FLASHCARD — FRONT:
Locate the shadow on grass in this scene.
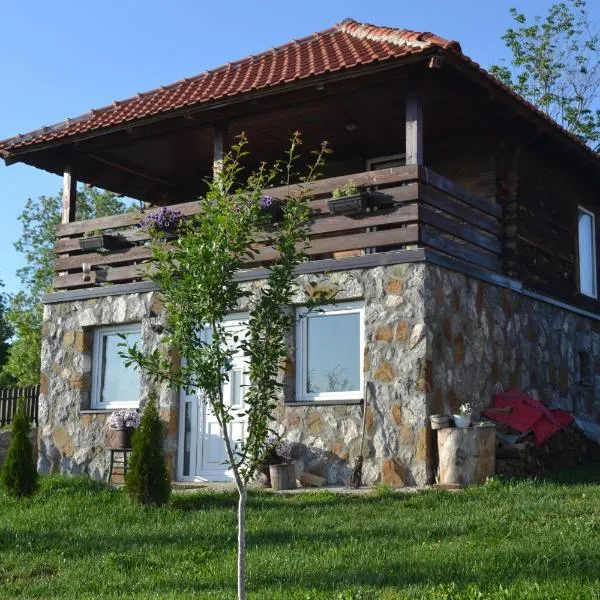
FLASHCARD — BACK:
[537,462,600,485]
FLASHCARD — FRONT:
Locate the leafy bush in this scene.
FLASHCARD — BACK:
[1,403,38,498]
[125,391,171,506]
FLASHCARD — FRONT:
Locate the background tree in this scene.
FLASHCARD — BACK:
[126,134,326,600]
[0,282,13,386]
[490,0,600,151]
[0,186,131,385]
[1,402,38,498]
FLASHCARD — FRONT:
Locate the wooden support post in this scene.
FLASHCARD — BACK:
[60,165,77,223]
[406,92,423,165]
[213,125,226,178]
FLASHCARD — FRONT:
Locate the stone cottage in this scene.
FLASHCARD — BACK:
[0,20,600,484]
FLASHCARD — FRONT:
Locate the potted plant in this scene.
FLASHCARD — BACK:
[452,402,473,428]
[138,206,183,237]
[79,229,121,250]
[269,440,296,490]
[327,179,369,215]
[258,435,296,489]
[106,408,140,448]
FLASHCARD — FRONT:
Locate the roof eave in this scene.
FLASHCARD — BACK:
[0,48,439,165]
[441,50,600,168]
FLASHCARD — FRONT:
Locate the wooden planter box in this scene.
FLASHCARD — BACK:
[327,192,369,215]
[79,233,121,250]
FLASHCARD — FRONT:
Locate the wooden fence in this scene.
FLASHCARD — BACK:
[0,385,40,427]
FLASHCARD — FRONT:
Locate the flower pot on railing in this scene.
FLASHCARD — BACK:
[79,233,121,251]
[327,192,369,215]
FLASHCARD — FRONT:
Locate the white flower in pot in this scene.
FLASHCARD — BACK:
[452,402,473,427]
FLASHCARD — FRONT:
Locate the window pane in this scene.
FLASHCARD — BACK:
[183,402,192,477]
[230,369,245,407]
[579,211,596,296]
[306,313,360,394]
[100,331,140,404]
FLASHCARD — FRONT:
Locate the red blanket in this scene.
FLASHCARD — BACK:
[483,391,573,446]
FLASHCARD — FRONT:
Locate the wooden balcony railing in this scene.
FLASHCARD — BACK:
[54,166,502,290]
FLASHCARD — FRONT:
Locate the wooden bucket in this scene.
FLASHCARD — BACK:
[437,427,496,486]
[269,461,296,490]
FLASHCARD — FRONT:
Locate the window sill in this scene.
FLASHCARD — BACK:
[283,398,364,407]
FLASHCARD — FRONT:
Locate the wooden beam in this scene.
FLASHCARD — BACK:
[88,154,177,188]
[60,165,77,223]
[406,92,423,165]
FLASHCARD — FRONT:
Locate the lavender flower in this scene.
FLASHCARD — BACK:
[260,196,273,210]
[275,440,292,461]
[106,408,140,429]
[138,206,183,232]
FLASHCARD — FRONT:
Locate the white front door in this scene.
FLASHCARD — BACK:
[178,318,248,481]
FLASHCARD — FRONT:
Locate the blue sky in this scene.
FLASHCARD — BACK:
[0,0,600,292]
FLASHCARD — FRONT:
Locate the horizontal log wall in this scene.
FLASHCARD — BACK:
[514,145,600,310]
[54,166,502,290]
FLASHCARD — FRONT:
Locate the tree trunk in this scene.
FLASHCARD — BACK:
[238,489,247,600]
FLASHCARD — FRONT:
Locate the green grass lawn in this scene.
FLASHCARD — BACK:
[0,468,600,600]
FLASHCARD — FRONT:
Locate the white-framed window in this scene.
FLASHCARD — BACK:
[92,323,141,409]
[296,302,365,401]
[577,206,598,298]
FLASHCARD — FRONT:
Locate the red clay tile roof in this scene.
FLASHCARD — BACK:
[0,19,461,155]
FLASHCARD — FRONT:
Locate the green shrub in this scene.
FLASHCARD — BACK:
[1,403,38,498]
[125,392,171,506]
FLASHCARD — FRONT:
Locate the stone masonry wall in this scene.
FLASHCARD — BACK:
[0,425,37,469]
[266,263,431,485]
[38,263,600,485]
[39,264,429,484]
[38,293,179,479]
[425,264,600,422]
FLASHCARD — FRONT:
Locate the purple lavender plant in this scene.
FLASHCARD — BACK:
[138,206,183,233]
[260,196,273,210]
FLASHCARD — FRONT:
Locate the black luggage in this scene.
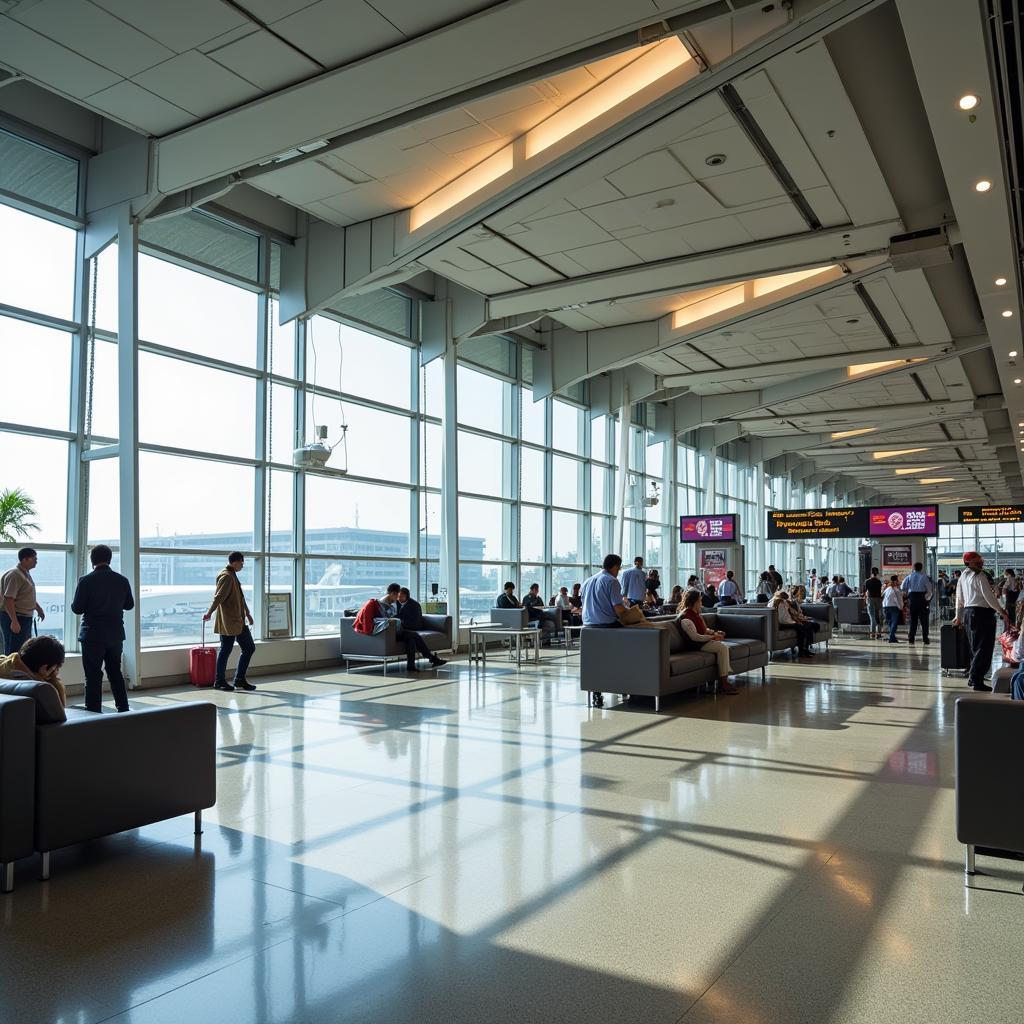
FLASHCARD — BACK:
[939,623,971,676]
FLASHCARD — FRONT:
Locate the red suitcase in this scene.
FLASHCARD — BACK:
[188,620,217,686]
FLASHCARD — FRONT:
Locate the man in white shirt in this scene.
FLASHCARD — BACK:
[953,551,1010,691]
[618,555,647,607]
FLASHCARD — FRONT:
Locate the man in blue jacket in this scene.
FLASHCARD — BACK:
[71,544,135,714]
[398,587,445,672]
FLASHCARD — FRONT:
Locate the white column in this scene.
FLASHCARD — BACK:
[118,205,142,689]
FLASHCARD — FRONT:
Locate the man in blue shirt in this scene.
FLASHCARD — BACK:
[618,555,647,604]
[581,555,626,629]
[900,562,933,646]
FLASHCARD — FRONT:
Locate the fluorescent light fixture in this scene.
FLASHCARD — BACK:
[409,145,512,231]
[672,285,743,331]
[846,355,925,377]
[754,264,836,299]
[833,427,879,441]
[871,449,931,459]
[526,36,691,160]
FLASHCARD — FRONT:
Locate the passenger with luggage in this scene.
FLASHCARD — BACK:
[203,551,256,690]
[953,551,1010,692]
[71,544,135,715]
[882,575,903,643]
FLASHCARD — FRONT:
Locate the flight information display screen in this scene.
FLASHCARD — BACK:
[679,513,737,544]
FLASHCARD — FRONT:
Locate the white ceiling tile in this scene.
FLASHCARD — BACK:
[92,0,248,53]
[16,0,173,78]
[83,82,194,135]
[206,30,319,92]
[273,0,404,68]
[0,15,120,99]
[135,50,259,117]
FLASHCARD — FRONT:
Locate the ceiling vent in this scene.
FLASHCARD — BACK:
[889,227,953,273]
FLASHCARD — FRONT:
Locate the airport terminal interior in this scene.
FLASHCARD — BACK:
[0,0,1024,1024]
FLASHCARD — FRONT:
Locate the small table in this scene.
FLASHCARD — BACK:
[469,624,541,668]
[562,626,583,657]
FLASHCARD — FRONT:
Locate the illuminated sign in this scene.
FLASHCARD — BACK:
[957,505,1024,523]
[867,505,939,537]
[768,508,867,541]
[679,513,736,544]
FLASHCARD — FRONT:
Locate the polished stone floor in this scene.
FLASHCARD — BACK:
[0,640,1024,1024]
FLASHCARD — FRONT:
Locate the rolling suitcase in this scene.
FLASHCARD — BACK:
[188,620,217,686]
[939,623,971,676]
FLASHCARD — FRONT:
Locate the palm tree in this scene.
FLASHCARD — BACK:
[0,487,39,544]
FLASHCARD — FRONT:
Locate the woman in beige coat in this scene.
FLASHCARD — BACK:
[203,551,256,690]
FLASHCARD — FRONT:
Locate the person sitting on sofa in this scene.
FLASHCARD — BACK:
[768,590,814,657]
[676,590,739,695]
[495,581,522,608]
[0,636,68,708]
[396,587,447,672]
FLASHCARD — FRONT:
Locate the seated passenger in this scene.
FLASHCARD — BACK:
[676,590,739,694]
[495,582,522,608]
[0,636,68,708]
[768,590,814,657]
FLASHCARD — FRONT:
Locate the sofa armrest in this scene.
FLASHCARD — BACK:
[954,693,1024,853]
[580,627,669,696]
[0,694,36,863]
[35,701,217,851]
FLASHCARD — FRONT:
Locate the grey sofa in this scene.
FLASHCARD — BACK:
[341,615,453,675]
[580,612,768,711]
[954,693,1024,874]
[705,604,800,656]
[0,683,217,892]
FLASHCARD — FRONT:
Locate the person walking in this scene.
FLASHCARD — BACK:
[0,548,46,654]
[953,551,1010,692]
[882,575,903,643]
[902,562,935,647]
[71,544,135,715]
[203,551,256,690]
[864,566,883,640]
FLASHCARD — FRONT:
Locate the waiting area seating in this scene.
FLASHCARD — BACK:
[0,681,217,892]
[340,614,454,675]
[580,612,769,711]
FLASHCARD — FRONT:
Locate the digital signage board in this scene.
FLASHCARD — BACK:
[957,505,1024,525]
[867,505,939,537]
[679,512,737,544]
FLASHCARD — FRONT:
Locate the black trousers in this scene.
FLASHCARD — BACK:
[964,608,995,686]
[397,629,434,669]
[82,640,128,712]
[906,593,928,643]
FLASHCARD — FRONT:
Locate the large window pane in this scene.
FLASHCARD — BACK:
[456,366,511,434]
[0,204,76,319]
[138,253,258,366]
[138,352,256,459]
[306,475,412,557]
[0,433,68,544]
[459,498,510,561]
[306,395,412,483]
[139,546,254,647]
[306,316,412,409]
[0,319,71,430]
[138,452,255,548]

========

To be done ->
Identify each line in the items above that contains the word "blue", and copy every such line in full.

Final answer ->
Locate the blue sky in this scene.
Locate the man in blue jacket in this scene.
Locate the man in blue shirt in this scene.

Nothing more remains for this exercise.